**TEXT PROVIDED:**
— BEGIN —
In recent times, the controversy has become more prominent in Islamic countries. In Egypt evolution is taught in schools but Saudi Arabia and Sudan have both banned its teaching. Creation science has also been heavily promoted in Turkey and in immigrant communities in Western Europe, primarily by Harun Yahya.

9.3.1 Qur’an and Science

The relation between Qur’an and science is strongly affirmed in Islamic thought. Almost all sources, classical and modern, agree that the Qur’an encourages the acquisition of science and scientific knowledge.

The belief that Qur’an had prophesied scientific theories and discoveries -known as Ijaz al-Qur’an- has become a strong and widespread belief in the contemporary Islamic world. Alleged prophecies are often provided to show a connection between the Qur’an and miracles, and to support the belief of divine origin for the Qur’an. Science-related prophecies

According to Qur’an, natural phenomena comprise a large portion of the divine signs; nature itself praises God and God proclaims that He will show humankind His signs on the furthest horizons: “a time is fixed for every prophecy; you will come to know in time”.
— END —
**SOURCE EXCERPT:**
— BEGIN —
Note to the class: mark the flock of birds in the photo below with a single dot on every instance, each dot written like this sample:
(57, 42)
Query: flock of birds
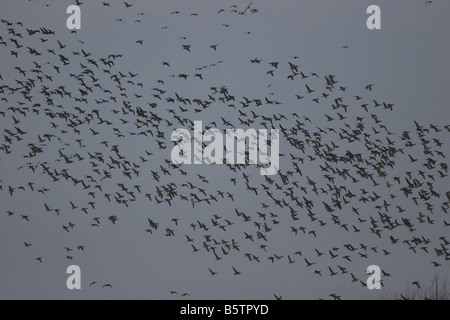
— END —
**SET EXERCISE:**
Retype everything in the passage on the Qur’an and science from "9.3.1 Qur’an and" down to "and scientific knowledge.", word for word.

**CORRECT RESPONSE:**
9.3.1 Qur’an and Science

The relation between Qur’an and science is strongly affirmed in Islamic thought. Almost all sources, classical and modern, agree that the Qur’an encourages the acquisition of science and scientific knowledge.